The harmonize_all() function identifies the characteristics present and uses preset defaults to harmonize each. This function does not has as much flexibility e.g., to keep intermediate columns, produce reports, or convert to non-default units.

In [None]:
# Harmonize all
# Note that errors='skip' or 'ignore' will be needed to supress errors in dimensionality in some cases
# such errors occur when a unit can not be converted to the desired unit (e.g., degC to m)
df = harmonize.harmonize_all(df)
df

In [None]:
# Set standard columns to look through results
cols = ['ResultMeasureValue', 'ResultMeasure/MeasureUnitCode', 'QA_flag']

Note: if there were no results for a given characteristic a result column will not be generated for that characteristic and there will be a keyError when trying to look at results, e.g., 'KeyError: "['Conductivity'] not in index"' if there are no conductivity results

In [None]:
# Secchi
df.loc[df['CharacteristicName']=='Depth, Secchi disk depth', cols + ['Secchi']]

In [None]:
# Temperature
df.loc[df['CharacteristicName']=='Temperature, water', cols + ['Temperature']]

In [None]:
# Dissolved Oxygen
df.loc[df['CharacteristicName']=='Dissolved oxygen (DO)', cols + ['DO']]

In [None]:
# pH
df.loc[df['CharacteristicName']=='pH', cols + ['pH']]

In [None]:
# Salinity
df.loc[df['CharacteristicName']=='Salinity', cols + ['Salinity']]

In [None]:
# Nitrogen
df.loc[df['CharacteristicName']=='Nitrogen', cols + ['Nitrogen']]

In [None]:
# Conductivity
df.loc[df['CharacteristicName']=='Conductivity', cols + ['Conductivity']]

In [None]:
# Chlorophyll A
df.loc[df['CharacteristicName']=='Chlorophyll a', cols + ['Chlorophyll']]

In [None]:
# Carbon
df.loc[df['CharacteristicName']=='Organic carbon', cols + ['Carbon']]

In [None]:
# Turbidity
df.loc[df['CharacteristicName']=='Turbidity', cols + ['Turbidity']]

In [None]:
# Sediment
df.loc[df['CharacteristicName']=='Sediment', cols + ['Sediment']]

In [None]:
# Phosphorus
df.loc[df['TDP_Phosphorus'].notna(), ['ResultMeasureValue', 'ResultMeasure/MeasureUnitCode', 'QA_flag', 'TDP_Phosphorus']]

In [None]:
df.loc[df['TP_Phosphorus'].notna(), ['ResultMeasureValue', 'ResultMeasure/MeasureUnitCode', 'QA_flag', 'TP_Phosphorus']]

### Combining Salinity and Conductivity

Because the number of results and variability in outliers is so variable across individual estuaries this functionality is not demonstrated here. Look to the other notebook examples.

→ **To do**:
a: In the notebook excerpt, which three columns are set as the standard columns for looking through results?
b: Please rewrite the part of the notebook excerpt that begins at the words "Because the number" and stops after "other notebook examples.", changing "estuaries" to "watersheds".

→ **Provided information**:

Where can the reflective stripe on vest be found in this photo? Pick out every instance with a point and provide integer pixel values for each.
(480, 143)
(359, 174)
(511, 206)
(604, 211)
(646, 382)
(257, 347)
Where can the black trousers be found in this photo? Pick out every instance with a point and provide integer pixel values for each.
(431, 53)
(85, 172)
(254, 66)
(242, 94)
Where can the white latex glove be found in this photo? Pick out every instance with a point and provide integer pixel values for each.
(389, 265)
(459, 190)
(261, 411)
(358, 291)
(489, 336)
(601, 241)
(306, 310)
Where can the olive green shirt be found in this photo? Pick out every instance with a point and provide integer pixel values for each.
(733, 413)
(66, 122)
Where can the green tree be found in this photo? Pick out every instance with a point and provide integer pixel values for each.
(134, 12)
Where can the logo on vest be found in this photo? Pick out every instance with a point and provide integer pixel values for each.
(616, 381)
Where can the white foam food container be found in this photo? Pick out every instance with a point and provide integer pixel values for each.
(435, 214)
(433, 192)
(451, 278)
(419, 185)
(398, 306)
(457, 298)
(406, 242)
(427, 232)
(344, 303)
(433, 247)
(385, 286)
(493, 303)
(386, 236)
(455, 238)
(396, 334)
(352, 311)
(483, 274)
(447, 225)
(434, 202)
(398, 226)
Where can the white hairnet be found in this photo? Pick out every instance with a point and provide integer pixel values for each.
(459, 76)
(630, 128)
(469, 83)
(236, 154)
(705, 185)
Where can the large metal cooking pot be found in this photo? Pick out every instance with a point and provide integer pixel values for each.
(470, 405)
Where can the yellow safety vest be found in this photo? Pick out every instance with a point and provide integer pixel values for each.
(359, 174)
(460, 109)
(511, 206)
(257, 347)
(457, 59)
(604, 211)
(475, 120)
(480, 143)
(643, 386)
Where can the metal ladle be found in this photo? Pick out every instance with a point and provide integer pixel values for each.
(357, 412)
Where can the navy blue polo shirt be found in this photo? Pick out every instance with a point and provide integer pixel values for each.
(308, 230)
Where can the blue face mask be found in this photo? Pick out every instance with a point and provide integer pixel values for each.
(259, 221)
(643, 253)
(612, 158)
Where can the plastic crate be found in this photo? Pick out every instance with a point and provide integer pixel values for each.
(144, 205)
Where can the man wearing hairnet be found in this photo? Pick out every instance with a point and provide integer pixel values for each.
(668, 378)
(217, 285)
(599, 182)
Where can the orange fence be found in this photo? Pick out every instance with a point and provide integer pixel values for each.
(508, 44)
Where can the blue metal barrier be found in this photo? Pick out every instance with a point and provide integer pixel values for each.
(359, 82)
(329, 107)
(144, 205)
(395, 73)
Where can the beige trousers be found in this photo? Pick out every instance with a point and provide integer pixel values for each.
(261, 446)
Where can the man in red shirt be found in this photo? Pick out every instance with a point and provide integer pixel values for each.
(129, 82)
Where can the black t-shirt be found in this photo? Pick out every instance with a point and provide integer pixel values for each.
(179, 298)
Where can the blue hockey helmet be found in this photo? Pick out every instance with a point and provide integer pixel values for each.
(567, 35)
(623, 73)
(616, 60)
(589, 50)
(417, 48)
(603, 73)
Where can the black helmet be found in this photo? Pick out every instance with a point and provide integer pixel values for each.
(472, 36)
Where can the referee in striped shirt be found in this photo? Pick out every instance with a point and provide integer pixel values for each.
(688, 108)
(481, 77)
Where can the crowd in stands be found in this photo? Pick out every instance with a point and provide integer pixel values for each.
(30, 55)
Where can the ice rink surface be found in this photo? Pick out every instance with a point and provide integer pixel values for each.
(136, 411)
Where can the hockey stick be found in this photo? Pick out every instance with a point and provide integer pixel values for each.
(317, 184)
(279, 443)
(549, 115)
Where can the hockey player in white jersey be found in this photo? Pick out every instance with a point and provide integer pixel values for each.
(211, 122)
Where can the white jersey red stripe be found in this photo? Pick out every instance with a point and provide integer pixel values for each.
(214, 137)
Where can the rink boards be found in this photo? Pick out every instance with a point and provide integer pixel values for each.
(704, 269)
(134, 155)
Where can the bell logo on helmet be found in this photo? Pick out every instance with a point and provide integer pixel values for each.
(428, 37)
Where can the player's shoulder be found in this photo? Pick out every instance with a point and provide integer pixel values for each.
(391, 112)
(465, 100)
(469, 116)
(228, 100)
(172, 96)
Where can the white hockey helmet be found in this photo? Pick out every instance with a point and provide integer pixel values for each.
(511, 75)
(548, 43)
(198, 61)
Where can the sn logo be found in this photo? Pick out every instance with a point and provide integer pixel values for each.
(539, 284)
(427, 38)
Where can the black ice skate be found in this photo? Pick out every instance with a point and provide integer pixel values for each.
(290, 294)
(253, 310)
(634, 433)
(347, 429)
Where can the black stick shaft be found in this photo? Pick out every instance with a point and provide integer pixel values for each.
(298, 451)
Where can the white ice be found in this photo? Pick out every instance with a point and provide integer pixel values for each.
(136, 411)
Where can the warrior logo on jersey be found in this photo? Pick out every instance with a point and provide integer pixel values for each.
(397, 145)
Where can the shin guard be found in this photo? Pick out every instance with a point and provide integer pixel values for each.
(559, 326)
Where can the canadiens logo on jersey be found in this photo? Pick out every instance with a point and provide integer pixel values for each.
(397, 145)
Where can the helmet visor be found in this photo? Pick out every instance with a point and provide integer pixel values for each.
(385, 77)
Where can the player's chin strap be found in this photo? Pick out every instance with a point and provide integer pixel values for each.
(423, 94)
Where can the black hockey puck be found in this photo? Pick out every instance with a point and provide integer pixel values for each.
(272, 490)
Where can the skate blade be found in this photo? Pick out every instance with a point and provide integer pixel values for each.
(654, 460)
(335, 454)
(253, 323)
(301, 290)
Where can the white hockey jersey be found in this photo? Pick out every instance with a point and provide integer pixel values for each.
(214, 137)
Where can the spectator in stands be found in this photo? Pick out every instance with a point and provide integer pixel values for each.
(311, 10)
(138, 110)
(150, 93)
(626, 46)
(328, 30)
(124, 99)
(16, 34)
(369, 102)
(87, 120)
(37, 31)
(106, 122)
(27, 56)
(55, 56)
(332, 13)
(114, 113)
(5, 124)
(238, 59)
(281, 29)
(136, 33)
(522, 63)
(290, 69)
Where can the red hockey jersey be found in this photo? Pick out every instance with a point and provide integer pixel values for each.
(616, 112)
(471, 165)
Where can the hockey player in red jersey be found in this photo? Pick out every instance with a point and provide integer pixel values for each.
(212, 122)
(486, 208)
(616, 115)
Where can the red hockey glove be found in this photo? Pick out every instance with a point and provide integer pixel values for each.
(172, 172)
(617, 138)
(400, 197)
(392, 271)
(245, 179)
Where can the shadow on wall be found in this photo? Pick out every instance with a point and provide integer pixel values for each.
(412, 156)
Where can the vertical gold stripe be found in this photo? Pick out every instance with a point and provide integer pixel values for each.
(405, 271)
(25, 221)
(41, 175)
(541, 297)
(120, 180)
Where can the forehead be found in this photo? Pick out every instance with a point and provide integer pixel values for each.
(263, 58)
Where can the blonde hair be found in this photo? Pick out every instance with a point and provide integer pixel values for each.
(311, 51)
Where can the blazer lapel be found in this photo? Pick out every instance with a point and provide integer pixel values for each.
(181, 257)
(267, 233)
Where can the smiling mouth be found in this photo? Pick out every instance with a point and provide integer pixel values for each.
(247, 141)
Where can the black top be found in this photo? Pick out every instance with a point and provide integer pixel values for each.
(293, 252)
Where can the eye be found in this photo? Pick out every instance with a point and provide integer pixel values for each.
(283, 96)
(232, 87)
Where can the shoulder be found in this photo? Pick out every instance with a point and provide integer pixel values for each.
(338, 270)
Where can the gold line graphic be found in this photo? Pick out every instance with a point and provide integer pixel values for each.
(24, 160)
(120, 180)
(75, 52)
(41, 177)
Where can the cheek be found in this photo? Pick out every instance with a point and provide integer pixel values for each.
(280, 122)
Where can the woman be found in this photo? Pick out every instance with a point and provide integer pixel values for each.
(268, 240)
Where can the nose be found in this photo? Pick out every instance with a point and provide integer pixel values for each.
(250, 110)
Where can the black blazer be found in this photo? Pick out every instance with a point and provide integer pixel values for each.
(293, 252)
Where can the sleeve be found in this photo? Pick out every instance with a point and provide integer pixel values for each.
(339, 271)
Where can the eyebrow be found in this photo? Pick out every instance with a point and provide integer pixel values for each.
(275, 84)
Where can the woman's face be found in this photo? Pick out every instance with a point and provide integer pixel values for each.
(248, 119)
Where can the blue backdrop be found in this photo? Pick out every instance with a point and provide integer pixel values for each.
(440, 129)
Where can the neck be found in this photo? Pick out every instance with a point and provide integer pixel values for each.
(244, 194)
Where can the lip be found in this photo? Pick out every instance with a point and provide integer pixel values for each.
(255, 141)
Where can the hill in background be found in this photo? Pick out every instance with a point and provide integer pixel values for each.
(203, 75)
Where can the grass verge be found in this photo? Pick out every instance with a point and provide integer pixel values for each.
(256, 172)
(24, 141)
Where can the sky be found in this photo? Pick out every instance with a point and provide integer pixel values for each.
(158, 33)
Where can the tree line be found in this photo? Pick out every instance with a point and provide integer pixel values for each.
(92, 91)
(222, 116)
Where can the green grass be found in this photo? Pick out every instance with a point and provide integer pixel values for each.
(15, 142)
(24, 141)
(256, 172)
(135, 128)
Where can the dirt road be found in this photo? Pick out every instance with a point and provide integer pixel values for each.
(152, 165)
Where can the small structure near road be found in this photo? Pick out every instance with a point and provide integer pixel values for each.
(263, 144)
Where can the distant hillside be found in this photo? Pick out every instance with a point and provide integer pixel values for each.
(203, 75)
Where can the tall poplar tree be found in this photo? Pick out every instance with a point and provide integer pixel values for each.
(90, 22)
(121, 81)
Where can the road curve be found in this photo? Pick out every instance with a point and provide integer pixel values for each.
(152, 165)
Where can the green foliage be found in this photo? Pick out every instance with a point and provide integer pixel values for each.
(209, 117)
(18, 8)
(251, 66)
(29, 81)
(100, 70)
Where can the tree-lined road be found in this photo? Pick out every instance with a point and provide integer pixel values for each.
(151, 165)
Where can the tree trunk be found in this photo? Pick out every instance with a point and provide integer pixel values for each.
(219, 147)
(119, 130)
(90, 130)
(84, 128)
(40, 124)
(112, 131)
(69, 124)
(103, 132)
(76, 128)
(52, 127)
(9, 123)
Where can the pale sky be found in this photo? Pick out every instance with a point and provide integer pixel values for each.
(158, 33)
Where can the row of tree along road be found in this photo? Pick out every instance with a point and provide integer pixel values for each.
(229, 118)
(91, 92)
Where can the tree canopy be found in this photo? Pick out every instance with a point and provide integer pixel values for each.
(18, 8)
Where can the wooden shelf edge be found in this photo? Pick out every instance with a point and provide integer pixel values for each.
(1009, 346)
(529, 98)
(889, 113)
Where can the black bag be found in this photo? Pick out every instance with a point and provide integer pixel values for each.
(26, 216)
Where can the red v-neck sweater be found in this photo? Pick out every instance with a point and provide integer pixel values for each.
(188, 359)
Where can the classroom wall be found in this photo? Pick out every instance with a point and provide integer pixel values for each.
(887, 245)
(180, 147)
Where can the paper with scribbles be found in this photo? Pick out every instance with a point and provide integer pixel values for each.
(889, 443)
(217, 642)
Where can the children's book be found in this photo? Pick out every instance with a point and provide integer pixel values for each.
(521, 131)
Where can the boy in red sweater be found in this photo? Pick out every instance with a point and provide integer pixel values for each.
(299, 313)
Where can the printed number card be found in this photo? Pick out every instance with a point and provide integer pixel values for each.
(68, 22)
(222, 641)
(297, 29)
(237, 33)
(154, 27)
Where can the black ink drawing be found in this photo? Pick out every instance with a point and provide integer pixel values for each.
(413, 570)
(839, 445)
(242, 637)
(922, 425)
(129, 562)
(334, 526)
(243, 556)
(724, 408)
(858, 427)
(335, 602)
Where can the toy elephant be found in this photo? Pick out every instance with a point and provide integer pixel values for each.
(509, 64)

→ **Responses by task**:
a: 'ResultMeasureValue', 'ResultMeasure/MeasureUnitCode', and 'QA_flag'.

b:
Because the number of results and variability in outliers is so variable across individual watersheds this functionality is not demonstrated here. Look to the other notebook examples.